Pointing records for named objects:
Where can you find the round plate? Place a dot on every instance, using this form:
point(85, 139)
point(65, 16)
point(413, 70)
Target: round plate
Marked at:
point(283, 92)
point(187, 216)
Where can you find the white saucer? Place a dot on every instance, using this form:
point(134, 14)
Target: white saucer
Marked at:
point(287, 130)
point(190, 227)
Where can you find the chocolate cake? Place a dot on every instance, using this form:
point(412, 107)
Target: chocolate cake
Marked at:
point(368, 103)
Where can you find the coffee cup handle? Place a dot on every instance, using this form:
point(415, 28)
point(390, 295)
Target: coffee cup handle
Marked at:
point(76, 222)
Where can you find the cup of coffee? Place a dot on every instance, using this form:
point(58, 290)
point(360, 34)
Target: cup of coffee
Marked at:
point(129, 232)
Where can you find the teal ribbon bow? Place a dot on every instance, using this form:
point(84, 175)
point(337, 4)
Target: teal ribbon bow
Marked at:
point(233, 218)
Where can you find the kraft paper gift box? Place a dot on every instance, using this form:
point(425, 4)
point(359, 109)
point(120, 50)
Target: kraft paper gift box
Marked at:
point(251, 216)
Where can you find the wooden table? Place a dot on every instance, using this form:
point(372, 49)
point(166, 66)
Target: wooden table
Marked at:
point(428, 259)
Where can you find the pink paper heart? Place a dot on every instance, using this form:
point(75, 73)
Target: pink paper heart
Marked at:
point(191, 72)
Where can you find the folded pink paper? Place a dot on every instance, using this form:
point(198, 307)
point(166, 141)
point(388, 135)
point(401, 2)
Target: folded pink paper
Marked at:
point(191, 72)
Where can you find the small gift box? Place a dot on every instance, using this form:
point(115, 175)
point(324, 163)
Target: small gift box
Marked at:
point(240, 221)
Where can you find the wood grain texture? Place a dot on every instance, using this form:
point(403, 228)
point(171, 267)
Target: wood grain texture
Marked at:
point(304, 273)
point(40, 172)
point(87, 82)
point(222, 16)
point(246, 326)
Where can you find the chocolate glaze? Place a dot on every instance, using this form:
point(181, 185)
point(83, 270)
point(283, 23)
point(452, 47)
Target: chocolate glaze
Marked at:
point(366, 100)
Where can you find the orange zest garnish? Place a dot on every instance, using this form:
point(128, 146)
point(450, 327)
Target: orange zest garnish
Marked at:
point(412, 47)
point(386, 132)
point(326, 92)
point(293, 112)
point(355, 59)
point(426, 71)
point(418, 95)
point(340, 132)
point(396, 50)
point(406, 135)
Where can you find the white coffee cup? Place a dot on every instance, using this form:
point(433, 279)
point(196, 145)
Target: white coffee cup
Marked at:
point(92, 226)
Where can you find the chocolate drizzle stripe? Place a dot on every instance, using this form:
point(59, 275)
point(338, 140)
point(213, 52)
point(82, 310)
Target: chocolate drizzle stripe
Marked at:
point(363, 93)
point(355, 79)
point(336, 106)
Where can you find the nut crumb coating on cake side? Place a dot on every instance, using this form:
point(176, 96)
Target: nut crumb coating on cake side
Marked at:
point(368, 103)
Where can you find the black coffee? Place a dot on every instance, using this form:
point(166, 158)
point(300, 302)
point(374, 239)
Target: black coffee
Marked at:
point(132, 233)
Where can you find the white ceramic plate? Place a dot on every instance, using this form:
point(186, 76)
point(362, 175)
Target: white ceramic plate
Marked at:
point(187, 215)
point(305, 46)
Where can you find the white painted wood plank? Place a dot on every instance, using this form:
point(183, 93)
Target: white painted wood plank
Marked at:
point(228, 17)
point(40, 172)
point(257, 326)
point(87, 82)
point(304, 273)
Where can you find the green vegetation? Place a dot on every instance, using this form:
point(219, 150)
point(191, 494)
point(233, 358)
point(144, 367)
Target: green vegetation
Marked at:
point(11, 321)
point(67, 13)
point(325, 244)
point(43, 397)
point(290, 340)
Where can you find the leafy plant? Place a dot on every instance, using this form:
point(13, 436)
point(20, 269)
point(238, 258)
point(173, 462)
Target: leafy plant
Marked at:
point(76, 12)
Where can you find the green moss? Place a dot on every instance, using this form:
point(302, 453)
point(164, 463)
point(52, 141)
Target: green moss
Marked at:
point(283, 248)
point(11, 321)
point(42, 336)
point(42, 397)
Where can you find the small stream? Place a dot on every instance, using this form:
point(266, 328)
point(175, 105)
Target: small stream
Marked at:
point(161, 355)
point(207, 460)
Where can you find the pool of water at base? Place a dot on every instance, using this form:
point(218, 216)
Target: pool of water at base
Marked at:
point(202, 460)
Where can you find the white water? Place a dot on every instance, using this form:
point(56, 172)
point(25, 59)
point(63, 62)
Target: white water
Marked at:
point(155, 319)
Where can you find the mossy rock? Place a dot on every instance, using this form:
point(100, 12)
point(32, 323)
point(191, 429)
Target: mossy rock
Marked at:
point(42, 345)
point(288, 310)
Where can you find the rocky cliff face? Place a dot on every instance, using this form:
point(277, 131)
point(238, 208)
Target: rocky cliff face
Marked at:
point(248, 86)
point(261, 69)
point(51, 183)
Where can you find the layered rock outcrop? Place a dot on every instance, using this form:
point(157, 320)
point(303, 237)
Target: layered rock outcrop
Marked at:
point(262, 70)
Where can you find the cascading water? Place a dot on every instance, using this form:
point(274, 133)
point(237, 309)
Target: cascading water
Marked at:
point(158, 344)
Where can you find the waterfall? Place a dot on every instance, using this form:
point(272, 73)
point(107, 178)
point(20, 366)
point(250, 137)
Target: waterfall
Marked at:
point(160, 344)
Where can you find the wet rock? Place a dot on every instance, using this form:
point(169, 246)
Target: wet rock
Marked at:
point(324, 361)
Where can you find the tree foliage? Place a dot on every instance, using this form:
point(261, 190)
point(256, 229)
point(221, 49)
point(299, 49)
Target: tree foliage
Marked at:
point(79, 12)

**PROMPT**
Transcribe all of the data above verbatim, line for line, without any changes.

**THE REPLY**
Where can you find the round plate? Place a dot on every instance, using this form:
point(85, 139)
point(65, 16)
point(413, 70)
Target: round plate
Marked at:
point(283, 92)
point(187, 216)
Where can you find the white saucer? Place a dot on every instance, using this form:
point(134, 14)
Target: white saucer
Marked at:
point(287, 130)
point(190, 227)
Where can you find the chocolate cake? Place a dot on every instance, using this form:
point(412, 107)
Target: chocolate cake
Marked at:
point(368, 103)
Where can you find the coffee cup handle? Place a dot on every instance, using this form:
point(415, 28)
point(390, 295)
Target: coffee cup handle
Marked at:
point(76, 222)
Where can you find the cup of coffee? Place a dot on every instance, using this form:
point(58, 290)
point(360, 34)
Target: cup of coffee
Marked at:
point(129, 232)
Where can you find the teal ribbon bow? Place a dot on every instance, using this form:
point(84, 175)
point(337, 4)
Target: teal ribbon bow
Marked at:
point(233, 218)
Where can you find the kraft paper gift box? Place a dot on every instance, using this form:
point(425, 4)
point(359, 109)
point(120, 50)
Target: kraft paper gift box
Marked at:
point(251, 216)
Where can you find the wooden table? Place a dot on every instance, using this form:
point(372, 49)
point(166, 66)
Target: wooden table
Marked at:
point(428, 259)
Where can you find the pink paper heart? Place a dot on every instance, using this form:
point(75, 73)
Target: pink paper heart
Marked at:
point(191, 72)
Where can you find the folded pink paper? Place a dot on every instance, using this form:
point(198, 307)
point(166, 141)
point(388, 135)
point(401, 2)
Target: folded pink paper
Marked at:
point(191, 72)
Where can you find the small gift box? Place a dot on every instance, using this form:
point(115, 175)
point(324, 163)
Target: small gift box
Marked at:
point(240, 221)
Where can you find the wood grain texture? Place a dot on every instance, using this form:
point(403, 228)
point(171, 267)
Target: wood grain texture
Marked at:
point(304, 273)
point(40, 172)
point(87, 82)
point(222, 16)
point(246, 326)
Where can you find the chocolate glaze? Place a dot on every instance, using this form:
point(181, 185)
point(83, 270)
point(283, 23)
point(452, 47)
Target: chocolate glaze
Marked at:
point(366, 100)
Where can you find the orange zest garnish? Place a dot on every instance, using this form:
point(128, 146)
point(450, 327)
Target: orange zest garnish
Marked at:
point(412, 47)
point(386, 132)
point(326, 92)
point(293, 112)
point(355, 59)
point(426, 71)
point(418, 95)
point(340, 132)
point(396, 50)
point(406, 135)
Where can you find the white coffee cup? Place a dot on every instance, using this form:
point(433, 279)
point(196, 145)
Target: white coffee cup
Marked at:
point(92, 226)
Where can you find the chocolate drizzle stripe? Place a dot on every instance, using this form:
point(59, 275)
point(338, 140)
point(213, 52)
point(82, 310)
Target: chocolate drizzle stripe
Marked at:
point(363, 93)
point(355, 79)
point(336, 106)
Where can you find the nut crumb coating on cake side? Place a dot on every instance, using this form:
point(176, 96)
Target: nut crumb coating on cake side
Marked at:
point(368, 103)
Where can you find the black coffee? Place a dot on every instance, using this form:
point(166, 158)
point(300, 302)
point(374, 239)
Target: black coffee
Marked at:
point(132, 233)
Where can you find the white ceramic plate? Place a dot on every instance, using this form:
point(186, 76)
point(362, 175)
Target: white ceramic plate
Marked at:
point(187, 215)
point(305, 46)
Where can you find the white painted wood plank? Place a dot on every instance, using this form:
point(183, 93)
Target: white painted wood plank
Marked at:
point(228, 17)
point(40, 172)
point(257, 326)
point(87, 82)
point(304, 273)
Where can you find the green vegetation? Place a dot on every instance, using this form:
point(219, 150)
point(191, 494)
point(233, 358)
point(144, 367)
Target: green vegetation
Marked at:
point(11, 321)
point(67, 13)
point(325, 244)
point(43, 397)
point(290, 340)
Where can you find the leafy plant? Place a dot on every instance, using this form:
point(13, 436)
point(20, 269)
point(238, 258)
point(173, 462)
Target: leafy plant
Marked at:
point(76, 12)
Where can you find the green moss? Place a dot on every instance, using this form:
point(302, 453)
point(164, 463)
point(52, 141)
Target: green moss
Marked at:
point(283, 248)
point(11, 321)
point(42, 336)
point(42, 397)
Where can you find the small stream? Place a dot on every instance, using this form:
point(266, 328)
point(175, 105)
Target: small stream
Marked at:
point(161, 355)
point(207, 460)
Where can you find the pool of water at base? Place a dot on every instance, using this form:
point(218, 216)
Target: pool of water at base
Marked at:
point(202, 460)
Where can you find the white water? Place a dot on every instance, using this form:
point(56, 172)
point(25, 59)
point(63, 62)
Target: white water
Marked at:
point(155, 319)
Where can you find the mossy rock? Place a dot on every instance, using this form:
point(100, 12)
point(32, 323)
point(191, 429)
Target: mossy rock
Marked at:
point(42, 345)
point(288, 310)
Where can you find the rocky cliff face? Place a dot on every instance, using this form:
point(277, 131)
point(238, 208)
Target: rocky cliff face
Marked at:
point(248, 86)
point(261, 69)
point(51, 183)
Where can you find the layered rock outcrop? Place a dot on every instance, using this form:
point(157, 320)
point(303, 237)
Target: layered rock outcrop
Marked at:
point(262, 70)
Where can you find the cascading water? Place a dot on every instance, using this form:
point(274, 133)
point(237, 309)
Target: cascading water
Marked at:
point(158, 344)
Where can you find the waterfall? Place a dot on every instance, using this form:
point(272, 73)
point(107, 178)
point(20, 366)
point(250, 137)
Target: waterfall
Marked at:
point(160, 344)
Where can you find the wet rock? Place a dot on every instance, using this form:
point(169, 246)
Target: wet rock
Marked at:
point(324, 361)
Where can you find the tree foliage? Place a dot on every instance, using this form:
point(261, 190)
point(256, 229)
point(221, 49)
point(299, 49)
Target: tree foliage
Marked at:
point(79, 12)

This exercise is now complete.